[Text shown]
Yesterday, the House voted 87-2 in favor of a bill by Rep. Deborah Ferguson (D-West Memphis) that would require public colleges and universities in Arkansas to develop an “action plan” to combat teen pregnancy.
It’s a fine idea. It’s a bill that deserved to pass. It’s also frustratingly incomplete because of what it doesn’t mention: contraception.
When presenting HB 1534, Ferguson noted that two-thirds of teen pregnancies are among 18- and 19-year-olds — that is, young adults who are leaving high school and perhaps entering college or community college. The bill mandates the action plan to include information at college orientation dealing with the subject of unplanned pregnancies, as well as the creation of a mentorship program to pair students with younger teens. Ferguson said it’s patterned on a similar bill from Mississippi, which is one of the few states in the nation to have a higher teen pregnancy rate than Arkansas.
Then one of the bill’s cosponsors, Rep. Robin Lundstrum (R-Springdale), rose to make sure Ferguson didn’t forget to emphasize a crucial point. “The bill also includes an abstinence component, correct?” she asked.
Ferguson assured her that it does. The text of the bill says the higher education action plan must “integrate information that is recognized as medically accurate by the American Congress of Obstetricians and Gynecologists about the prevention of unplanned pregnancy into academic courses if and when appropriate, including without limitation abstinence education.”

[What this exercise asks]
(A) According to the piece on the Arkansas teen pregnancy bill, what must the college action plan include? List each component.
(B) Carry the piece on the Arkansas teen pregnancy bill forward from its last sentence.
The data that follows comes from a separate source and is unrelated to the piece on the Arkansas teen pregnancy bill.

[Data section]
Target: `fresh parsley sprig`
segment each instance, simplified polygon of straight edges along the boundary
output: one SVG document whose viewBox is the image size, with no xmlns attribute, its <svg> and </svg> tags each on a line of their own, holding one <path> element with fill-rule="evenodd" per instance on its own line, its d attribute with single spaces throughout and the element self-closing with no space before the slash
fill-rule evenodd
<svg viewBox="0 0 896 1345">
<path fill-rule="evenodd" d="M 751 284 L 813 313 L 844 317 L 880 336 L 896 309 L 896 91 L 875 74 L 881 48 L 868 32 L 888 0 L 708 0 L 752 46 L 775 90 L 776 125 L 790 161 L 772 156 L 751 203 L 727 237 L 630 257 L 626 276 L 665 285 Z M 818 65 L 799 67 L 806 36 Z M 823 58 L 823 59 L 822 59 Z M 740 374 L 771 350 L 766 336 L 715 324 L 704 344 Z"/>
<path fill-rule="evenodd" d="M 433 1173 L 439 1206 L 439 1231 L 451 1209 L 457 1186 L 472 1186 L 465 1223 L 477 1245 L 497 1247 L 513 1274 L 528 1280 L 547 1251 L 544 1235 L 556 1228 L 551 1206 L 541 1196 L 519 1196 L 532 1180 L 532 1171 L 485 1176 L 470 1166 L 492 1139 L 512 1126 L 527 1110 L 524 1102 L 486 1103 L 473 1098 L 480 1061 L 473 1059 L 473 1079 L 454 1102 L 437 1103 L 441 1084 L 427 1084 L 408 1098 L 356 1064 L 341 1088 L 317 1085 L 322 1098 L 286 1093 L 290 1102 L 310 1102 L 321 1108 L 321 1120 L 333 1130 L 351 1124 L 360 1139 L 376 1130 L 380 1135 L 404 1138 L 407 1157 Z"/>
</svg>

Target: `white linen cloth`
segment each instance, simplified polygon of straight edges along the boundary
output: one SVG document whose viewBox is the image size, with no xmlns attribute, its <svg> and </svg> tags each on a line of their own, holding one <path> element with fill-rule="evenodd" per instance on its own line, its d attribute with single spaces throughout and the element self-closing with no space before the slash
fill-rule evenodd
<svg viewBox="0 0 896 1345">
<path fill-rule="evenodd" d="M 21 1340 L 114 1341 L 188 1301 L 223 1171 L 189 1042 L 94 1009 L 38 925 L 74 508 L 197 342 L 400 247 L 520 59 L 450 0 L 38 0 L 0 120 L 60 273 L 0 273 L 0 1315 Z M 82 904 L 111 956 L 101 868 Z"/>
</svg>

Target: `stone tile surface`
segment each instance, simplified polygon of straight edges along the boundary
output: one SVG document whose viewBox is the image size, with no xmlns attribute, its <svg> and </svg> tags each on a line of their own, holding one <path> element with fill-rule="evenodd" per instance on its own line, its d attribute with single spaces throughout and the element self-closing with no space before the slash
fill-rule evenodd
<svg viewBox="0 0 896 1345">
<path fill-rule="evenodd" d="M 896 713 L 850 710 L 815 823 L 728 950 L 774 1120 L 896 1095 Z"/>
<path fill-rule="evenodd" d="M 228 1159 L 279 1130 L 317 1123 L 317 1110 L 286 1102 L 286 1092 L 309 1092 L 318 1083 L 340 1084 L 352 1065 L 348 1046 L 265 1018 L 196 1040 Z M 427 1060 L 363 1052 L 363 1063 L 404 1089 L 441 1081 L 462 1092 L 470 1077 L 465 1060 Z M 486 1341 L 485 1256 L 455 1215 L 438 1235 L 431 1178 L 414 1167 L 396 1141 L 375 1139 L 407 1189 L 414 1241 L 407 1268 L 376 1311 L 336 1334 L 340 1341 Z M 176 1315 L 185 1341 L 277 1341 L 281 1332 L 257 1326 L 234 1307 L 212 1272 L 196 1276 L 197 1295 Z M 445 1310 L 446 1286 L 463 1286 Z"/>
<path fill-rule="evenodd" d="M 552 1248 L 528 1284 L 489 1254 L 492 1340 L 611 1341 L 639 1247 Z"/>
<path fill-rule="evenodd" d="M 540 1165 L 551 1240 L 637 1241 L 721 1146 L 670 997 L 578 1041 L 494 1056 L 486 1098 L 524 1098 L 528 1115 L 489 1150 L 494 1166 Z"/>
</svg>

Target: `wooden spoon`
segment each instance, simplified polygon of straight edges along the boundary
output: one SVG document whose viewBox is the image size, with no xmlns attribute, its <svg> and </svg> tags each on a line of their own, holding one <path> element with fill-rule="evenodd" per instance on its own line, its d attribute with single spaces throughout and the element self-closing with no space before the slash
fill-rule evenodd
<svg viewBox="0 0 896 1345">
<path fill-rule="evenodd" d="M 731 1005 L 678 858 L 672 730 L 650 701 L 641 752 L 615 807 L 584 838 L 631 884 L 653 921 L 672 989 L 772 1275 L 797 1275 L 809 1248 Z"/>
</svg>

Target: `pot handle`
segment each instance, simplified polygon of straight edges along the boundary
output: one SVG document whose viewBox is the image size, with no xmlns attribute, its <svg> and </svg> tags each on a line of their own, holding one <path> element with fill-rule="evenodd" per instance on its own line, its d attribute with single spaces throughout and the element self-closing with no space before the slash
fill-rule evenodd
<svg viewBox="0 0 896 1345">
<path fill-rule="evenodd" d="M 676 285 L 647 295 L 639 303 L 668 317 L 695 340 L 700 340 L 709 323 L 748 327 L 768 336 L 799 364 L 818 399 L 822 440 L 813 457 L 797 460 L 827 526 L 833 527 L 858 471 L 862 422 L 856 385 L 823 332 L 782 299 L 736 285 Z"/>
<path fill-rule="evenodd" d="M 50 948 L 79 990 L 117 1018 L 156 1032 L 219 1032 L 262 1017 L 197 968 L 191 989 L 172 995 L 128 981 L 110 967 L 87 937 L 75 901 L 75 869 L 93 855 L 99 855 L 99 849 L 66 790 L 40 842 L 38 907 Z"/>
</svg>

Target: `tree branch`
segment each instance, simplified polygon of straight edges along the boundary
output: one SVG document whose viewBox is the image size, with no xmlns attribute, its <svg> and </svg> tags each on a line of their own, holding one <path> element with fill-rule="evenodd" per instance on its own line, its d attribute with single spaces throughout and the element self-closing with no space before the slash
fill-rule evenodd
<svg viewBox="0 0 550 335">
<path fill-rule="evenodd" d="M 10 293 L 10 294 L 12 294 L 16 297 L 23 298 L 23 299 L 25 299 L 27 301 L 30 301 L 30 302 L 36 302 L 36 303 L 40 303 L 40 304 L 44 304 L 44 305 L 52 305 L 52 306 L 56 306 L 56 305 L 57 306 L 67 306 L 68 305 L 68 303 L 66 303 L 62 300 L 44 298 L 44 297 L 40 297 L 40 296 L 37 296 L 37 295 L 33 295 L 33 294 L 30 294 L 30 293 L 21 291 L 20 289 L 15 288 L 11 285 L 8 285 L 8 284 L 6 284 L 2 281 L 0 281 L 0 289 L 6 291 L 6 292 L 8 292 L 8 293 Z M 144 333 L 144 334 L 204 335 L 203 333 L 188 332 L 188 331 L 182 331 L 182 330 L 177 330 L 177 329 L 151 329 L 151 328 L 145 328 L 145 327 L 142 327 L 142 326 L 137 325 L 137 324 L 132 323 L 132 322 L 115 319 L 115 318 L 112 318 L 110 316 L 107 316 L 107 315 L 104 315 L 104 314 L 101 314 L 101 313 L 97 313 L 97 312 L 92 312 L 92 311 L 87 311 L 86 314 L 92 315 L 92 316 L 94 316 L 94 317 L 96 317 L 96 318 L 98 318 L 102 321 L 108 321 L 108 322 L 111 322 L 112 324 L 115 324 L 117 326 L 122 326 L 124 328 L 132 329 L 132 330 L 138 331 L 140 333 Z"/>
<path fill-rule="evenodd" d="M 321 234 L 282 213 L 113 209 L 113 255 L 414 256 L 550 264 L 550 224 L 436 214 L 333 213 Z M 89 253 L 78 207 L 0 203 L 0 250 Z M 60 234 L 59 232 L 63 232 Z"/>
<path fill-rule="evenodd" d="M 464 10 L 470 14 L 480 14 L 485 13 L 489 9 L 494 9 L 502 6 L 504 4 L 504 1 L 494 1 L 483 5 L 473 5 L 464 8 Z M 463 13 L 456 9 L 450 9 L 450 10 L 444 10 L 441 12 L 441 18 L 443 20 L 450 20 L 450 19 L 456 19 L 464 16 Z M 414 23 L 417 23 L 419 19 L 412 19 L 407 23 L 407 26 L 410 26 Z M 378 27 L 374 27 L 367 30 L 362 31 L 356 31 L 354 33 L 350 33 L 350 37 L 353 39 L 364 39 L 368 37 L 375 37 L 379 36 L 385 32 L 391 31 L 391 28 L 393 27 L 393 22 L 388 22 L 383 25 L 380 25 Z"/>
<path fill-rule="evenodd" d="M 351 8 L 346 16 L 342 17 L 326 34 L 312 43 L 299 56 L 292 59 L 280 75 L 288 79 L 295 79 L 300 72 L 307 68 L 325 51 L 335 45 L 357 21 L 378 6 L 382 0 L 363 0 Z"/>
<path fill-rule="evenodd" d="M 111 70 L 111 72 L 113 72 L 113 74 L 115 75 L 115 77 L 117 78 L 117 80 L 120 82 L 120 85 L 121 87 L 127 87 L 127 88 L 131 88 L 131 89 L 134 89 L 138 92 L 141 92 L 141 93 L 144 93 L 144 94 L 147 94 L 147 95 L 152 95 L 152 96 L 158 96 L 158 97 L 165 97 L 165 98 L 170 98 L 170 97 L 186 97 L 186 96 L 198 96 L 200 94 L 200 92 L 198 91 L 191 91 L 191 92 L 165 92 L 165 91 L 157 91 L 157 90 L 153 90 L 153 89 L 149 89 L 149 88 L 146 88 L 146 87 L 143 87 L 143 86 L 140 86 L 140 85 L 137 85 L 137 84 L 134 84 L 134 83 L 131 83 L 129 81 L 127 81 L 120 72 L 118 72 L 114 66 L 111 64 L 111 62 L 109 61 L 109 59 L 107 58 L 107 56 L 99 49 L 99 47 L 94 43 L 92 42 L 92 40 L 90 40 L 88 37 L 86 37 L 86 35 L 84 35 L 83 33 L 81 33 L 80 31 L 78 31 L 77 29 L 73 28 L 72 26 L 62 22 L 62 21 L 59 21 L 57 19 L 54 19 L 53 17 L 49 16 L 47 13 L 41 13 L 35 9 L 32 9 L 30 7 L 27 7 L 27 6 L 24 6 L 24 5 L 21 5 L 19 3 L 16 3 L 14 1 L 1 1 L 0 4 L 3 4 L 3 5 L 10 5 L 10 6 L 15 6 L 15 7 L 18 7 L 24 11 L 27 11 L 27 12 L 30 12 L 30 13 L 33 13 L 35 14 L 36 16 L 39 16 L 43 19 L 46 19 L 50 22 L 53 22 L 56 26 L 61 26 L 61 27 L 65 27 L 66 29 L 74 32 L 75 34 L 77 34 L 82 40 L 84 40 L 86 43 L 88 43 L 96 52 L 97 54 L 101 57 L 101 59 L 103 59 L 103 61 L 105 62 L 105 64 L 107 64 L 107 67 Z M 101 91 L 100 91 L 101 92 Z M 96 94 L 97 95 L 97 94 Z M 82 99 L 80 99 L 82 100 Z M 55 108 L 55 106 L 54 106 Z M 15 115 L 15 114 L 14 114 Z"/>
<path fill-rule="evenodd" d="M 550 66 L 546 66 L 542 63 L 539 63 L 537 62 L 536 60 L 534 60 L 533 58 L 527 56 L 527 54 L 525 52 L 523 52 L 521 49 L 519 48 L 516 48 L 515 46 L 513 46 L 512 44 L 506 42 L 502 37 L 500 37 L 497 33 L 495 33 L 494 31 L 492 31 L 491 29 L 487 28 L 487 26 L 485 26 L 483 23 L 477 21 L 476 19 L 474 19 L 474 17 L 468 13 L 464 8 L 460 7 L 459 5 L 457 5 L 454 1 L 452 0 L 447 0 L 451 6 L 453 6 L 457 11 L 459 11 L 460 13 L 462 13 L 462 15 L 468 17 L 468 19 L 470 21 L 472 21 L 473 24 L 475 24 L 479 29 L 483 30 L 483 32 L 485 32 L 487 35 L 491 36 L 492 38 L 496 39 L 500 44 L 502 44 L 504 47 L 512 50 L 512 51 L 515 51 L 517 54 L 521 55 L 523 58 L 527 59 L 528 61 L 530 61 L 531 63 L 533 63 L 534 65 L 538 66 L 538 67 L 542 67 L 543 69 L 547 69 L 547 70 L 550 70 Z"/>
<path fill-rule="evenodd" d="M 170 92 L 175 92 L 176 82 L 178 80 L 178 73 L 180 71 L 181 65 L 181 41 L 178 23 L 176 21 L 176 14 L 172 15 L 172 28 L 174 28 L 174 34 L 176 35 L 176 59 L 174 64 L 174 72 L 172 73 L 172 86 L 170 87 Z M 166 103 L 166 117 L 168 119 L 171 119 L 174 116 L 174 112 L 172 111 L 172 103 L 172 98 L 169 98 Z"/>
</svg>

[Answers for this exercise]
(A)
- Information at college orientation about unplanned pregnancies
- A mentorship program that pairs students with younger teens
- Information about preventing unplanned pregnancy that the American Congress of Obstetricians and Gynecologists recognizes as medically accurate, worked into academic courses when appropriate, including abstinence education

(B)
Remember, these are college students we’re talking about. Autonomous 18 and 19-year-olds, newly minted adults in the eyes of the law, many of whom are about to move into dorms together and attend parties and, just possibly, drink alcohol. We’re going to prevent unplanned pregnancies in this population by … delivering a college orientation lecture about abstinence? That better be a pretty good lecture.
Make no mistake: Abstinence is only mentioned in one line and is not the main focus of Ferguson’s bill. It’s laudable that the bill requires the information integrated into academic courses be “recognized as medically accurate” by OB/GYNs, something that the Jackson Free Press says was not in the Mississippi bill. And, HB 1534 is written broadly enough the action plan it mandates might well include improving student access to contraceptives. (“Identify opportunities to raise awareness of and provide resources for the prevention of unplanned pregnancies across the entire student population,” it says, delicately.)
Still, how can there be an honest discussion of reducing teen pregnancy rates without directly confronting the issue of birth control? Last fall, the results were published from a study in St. Louis that provided free birth control to sexually active teenagers in that city. When young people chose long-acting contraceptives — such as IUDs or hormonal implants — the results were dramatic.
Pregnancy and abortion rates among participants were less than a quarter the rates among their sexually active peers nationwide. In fact, those rates were lower than they were among teenagers as a whole (including those who didn’t self-identify as being “sexually active”).
The effectiveness of long-acting contraceptives in decimating teen pregnancy rates led the American Academy of Pediatrics last fall to urge that doctors begin recommending IUDs and other such methods to sexually active teenagers (preferably in combination with condoms, to reduce the risk of sexually transmitted diseases).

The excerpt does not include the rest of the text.